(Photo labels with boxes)

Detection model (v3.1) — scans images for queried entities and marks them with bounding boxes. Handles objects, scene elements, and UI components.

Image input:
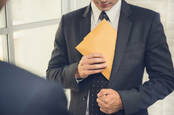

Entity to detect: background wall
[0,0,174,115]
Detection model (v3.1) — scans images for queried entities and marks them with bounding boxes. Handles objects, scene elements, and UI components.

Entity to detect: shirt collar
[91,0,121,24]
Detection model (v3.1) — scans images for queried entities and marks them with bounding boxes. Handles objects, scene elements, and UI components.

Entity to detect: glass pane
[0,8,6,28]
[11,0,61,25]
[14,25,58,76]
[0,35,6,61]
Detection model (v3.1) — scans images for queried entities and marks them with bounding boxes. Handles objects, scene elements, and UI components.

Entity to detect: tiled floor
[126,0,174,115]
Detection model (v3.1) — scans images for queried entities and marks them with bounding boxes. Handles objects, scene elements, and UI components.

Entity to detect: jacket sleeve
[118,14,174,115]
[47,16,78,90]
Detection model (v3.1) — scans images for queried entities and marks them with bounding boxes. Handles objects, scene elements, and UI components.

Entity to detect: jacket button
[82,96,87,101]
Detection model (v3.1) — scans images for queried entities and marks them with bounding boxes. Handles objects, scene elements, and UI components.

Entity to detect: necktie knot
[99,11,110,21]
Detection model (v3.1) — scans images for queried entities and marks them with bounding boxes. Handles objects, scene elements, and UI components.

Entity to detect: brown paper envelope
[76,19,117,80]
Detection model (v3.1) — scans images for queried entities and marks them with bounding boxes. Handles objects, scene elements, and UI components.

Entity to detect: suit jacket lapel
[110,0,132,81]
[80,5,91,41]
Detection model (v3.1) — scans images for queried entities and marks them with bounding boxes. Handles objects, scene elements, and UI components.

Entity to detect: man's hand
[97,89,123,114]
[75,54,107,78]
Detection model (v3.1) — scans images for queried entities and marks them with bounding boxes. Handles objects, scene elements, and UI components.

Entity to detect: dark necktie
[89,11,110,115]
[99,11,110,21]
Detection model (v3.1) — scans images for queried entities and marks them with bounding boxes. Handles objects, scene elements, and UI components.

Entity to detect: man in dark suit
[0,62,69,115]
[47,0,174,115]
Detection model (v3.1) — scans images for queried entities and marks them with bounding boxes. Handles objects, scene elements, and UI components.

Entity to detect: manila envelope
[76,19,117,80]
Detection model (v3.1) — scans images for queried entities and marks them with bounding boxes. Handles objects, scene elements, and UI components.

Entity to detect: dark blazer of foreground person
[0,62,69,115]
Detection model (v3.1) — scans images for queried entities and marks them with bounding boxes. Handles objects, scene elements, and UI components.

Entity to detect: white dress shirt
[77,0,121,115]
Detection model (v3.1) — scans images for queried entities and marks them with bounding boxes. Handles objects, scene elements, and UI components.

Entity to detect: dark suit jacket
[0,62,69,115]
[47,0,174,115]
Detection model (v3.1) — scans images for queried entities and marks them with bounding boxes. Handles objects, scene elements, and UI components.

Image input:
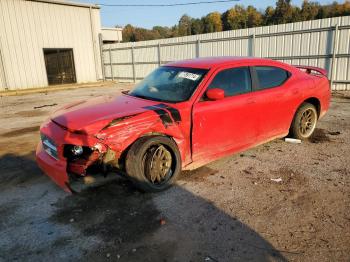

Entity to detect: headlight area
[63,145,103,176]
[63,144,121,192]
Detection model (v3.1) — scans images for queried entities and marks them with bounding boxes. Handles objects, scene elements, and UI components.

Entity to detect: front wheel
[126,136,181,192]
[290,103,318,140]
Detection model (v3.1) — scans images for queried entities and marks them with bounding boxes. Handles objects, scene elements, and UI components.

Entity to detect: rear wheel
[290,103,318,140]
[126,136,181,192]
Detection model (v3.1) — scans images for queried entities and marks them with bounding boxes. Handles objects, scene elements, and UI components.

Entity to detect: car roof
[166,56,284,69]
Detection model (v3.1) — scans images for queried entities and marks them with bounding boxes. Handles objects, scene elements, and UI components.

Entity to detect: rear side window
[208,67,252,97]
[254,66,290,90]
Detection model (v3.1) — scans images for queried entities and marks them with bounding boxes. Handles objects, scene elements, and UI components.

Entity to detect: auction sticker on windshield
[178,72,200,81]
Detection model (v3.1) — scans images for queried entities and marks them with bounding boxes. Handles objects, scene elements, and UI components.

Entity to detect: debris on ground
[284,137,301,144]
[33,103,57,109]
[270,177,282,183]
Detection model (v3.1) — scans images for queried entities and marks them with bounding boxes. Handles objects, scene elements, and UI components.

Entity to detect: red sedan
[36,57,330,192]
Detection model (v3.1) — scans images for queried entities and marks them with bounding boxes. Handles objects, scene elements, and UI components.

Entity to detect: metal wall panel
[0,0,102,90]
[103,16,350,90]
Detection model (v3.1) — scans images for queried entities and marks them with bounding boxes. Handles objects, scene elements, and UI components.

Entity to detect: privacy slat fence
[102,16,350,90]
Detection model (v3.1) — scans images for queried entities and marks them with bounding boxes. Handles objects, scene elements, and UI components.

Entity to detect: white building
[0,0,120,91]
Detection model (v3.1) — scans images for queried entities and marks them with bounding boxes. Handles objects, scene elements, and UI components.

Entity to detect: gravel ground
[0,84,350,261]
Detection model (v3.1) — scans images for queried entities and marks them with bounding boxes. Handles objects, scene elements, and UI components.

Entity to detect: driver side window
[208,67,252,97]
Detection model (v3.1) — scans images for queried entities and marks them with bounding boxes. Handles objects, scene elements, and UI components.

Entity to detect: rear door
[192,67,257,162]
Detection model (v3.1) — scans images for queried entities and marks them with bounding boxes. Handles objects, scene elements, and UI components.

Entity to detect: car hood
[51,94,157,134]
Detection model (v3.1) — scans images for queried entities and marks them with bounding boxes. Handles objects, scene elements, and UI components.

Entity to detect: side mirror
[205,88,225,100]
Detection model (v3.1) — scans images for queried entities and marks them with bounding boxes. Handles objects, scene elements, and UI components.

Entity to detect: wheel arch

Objective => Please format all the data above as a numbered list of its lines, skipping any blank lines. Leave the pictures out of your answer.

Exercise output =>
1. Detection model (v3.1) — scans images for queried entities and marks them with bounding boxes. Handles objects, scene elements, and UI components.
2. Image input:
3. Entity to detect: background wall
4. [0,0,174,115]
5. Detection model (v3.1) — scans images for queried entities and marks them with bounding boxes. Handles objects, scene elements, and UI components.
6. Entity to detect: shirt collar
7. [91,0,121,24]
8. Detection model (v3.1) — scans images for queried entities and marks them with bounding boxes. Handles objects, scene elements, and UI components.
9. Entity to detect: glass pane
10. [0,8,6,28]
11. [11,0,61,25]
12. [14,25,58,76]
13. [0,35,6,61]
14. Detection model (v3.1) — scans images for queried entities and marks them with bounding boxes. Handles objects, scene elements, and UI components.
15. Entity to detect: tiled floor
16. [126,0,174,115]
17. Detection model (v3.1) — scans images for queried entities and marks them with bounding boxes. Handles objects, scene elements, and UI components.
18. Entity to detect: jacket sleeve
19. [118,14,174,115]
20. [47,16,78,90]
21. Detection model (v3.1) — scans images for queried entities and marks them with bounding boxes. Handles objects, scene elements, and UI components.
22. Entity to detect: jacket button
23. [82,96,87,101]
24. Detection model (v3.1) — scans images for queried entities and marks them with bounding boxes. Handles objects, scene elements, and UI components.
25. Entity to detect: necktie knot
26. [99,11,110,21]
27. Detection model (v3.1) — scans images for queried entities and marks them with bounding boxes. Handles objects, scene elements, and UI components.
28. Entity to detect: brown paper envelope
29. [76,19,117,80]
30. Detection model (v3.1) — scans images for queried entities and marks them with bounding boxes. Handles objects, scene elements, and UI components.
31. Entity to detect: suit jacket lapel
32. [110,0,132,81]
33. [80,5,91,41]
34. Detection model (v3.1) — scans images for queried entities and marks them with bounding boxes. Handles objects, scene elements, and UI components.
35. Entity to detect: man's hand
36. [97,89,123,114]
37. [75,54,107,78]
38. Detection model (v3.1) — scans images for queried entities and marks them with bounding boxes. Handles objects, scene elements, and UI components.
39. Entity to detect: dark necktie
40. [89,11,110,115]
41. [99,11,110,21]
42. Detection model (v3.1) — scans images for queried entities and marks them with bounding boxes. Handles objects, scene elements, and UI components.
43. Entity to detect: man in dark suit
44. [0,62,69,115]
45. [47,0,174,115]
46. Detection model (v3.1) — scans images for queried entities and marks them with bounding boxes. Handles objects, scene elements, and UI components.
47. Entity to detect: manila envelope
48. [76,19,117,80]
49. Detection model (v3.1) — scans images for queried entities and marks them with bounding boxes. Handles objects, scene elements, and UI components.
50. Entity to detect: dark blazer of foreground person
51. [0,62,69,115]
52. Detection model (v3.1) — scans images for queried entities and marks them with bounding boxes. Handles objects, scene elements, and UI components.
53. Entity to detect: white dress shirt
54. [77,0,121,115]
55. Detection model (v3.1) — scans images for queried entities and marks them with bounding boxes. Handles objects, scene elements, and UI components.
56. Entity to detect: dark suit jacket
57. [0,62,69,115]
58. [47,0,174,115]
59. Detection model (v3.1) — scans images for queried entities and marks them with bounding boxes. Handles objects, scene elements, and UI components.
60. Image input:
61. Entity to detect: headlight area
62. [63,145,103,176]
63. [63,144,121,192]
64. Detection model (v3.1) — scans images for queried entities and marks them with bounding boxes. Handles objects, scene elements, and UI components.
65. Entity to detect: front wheel
66. [126,136,181,192]
67. [290,103,318,140]
68. Detection model (v3.1) — scans images for queried entities and marks them with bounding boxes. Handles objects, scene elements, and UI components.
69. Entity to detect: rear wheel
70. [290,103,318,140]
71. [126,136,181,192]
72. Detection model (v3.1) — scans images for queried entities and marks them with bounding boxes. Handles objects, scene elements, and UI components.
73. Entity to detect: car roof
74. [166,56,284,69]
75. Detection model (v3.1) — scans images for queried entities and marks them with bounding boxes. Handles objects, scene elements, and UI components.
76. Entity to detect: rear side window
77. [208,67,252,97]
78. [254,66,290,90]
79. Detection model (v3.1) — scans images for queried entities and marks them with bounding boxes. Handles objects, scene elements, and UI components.
80. Entity to detect: auction sticker on windshield
81. [178,72,200,81]
82. Detection model (v3.1) — scans images for queried entities and marks them with bounding boxes. Handles objects, scene elements, and UI components.
83. Entity to detect: debris on ground
84. [284,137,301,144]
85. [33,103,57,109]
86. [270,177,282,183]
87. Detection model (v3.1) — scans images for queried entities and marks them with bounding boxes. Handles objects, scene elements, and UI components.
88. Entity to detect: red sedan
89. [36,57,330,192]
90. Detection model (v3.1) — scans images for queried entities and marks them with bounding boxes. Handles objects, scene elements, and UI components.
91. Entity to detect: metal wall panel
92. [0,0,102,90]
93. [103,16,350,90]
94. Detection model (v3.1) — scans images for queried entities and marks them with bounding boxes. Handles objects, scene elements, and UI components.
95. Entity to detect: privacy slat fence
96. [102,16,350,90]
97. Detection model (v3.1) — scans images for queried entities and marks them with bounding boxes. Handles objects, scene elements, and UI components.
98. Entity to detect: white building
99. [0,0,120,91]
100. Detection model (v3.1) — scans images for queried entities and marks them with bounding boxes. Handles objects, scene elements, and UI components.
101. Entity to detect: gravel ground
102. [0,84,350,261]
103. Detection model (v3.1) — scans images for queried entities and marks them with bounding boxes. Handles objects, scene elements, and UI components.
104. Entity to detect: driver side window
105. [208,67,252,97]
106. Detection model (v3.1) — scans images for queried entities and marks them with bounding boxes. Handles objects, scene elements, and UI components.
107. Entity to detect: rear door
108. [192,67,257,162]
109. Detection model (v3.1) — scans images for queried entities and marks them with bounding boxes. Handles objects, scene elements, and UI components.
110. Entity to detect: car hood
111. [51,94,157,134]
112. Detection model (v3.1) — scans images for queried entities and marks them with bounding boxes. Handles objects, scene elements, and UI components.
113. Entity to detect: side mirror
114. [205,88,225,100]
115. Detection model (v3.1) — scans images for queried entities and marks them with bounding boxes. Handles objects, scene elements, and UI components.
116. Entity to detect: wheel arch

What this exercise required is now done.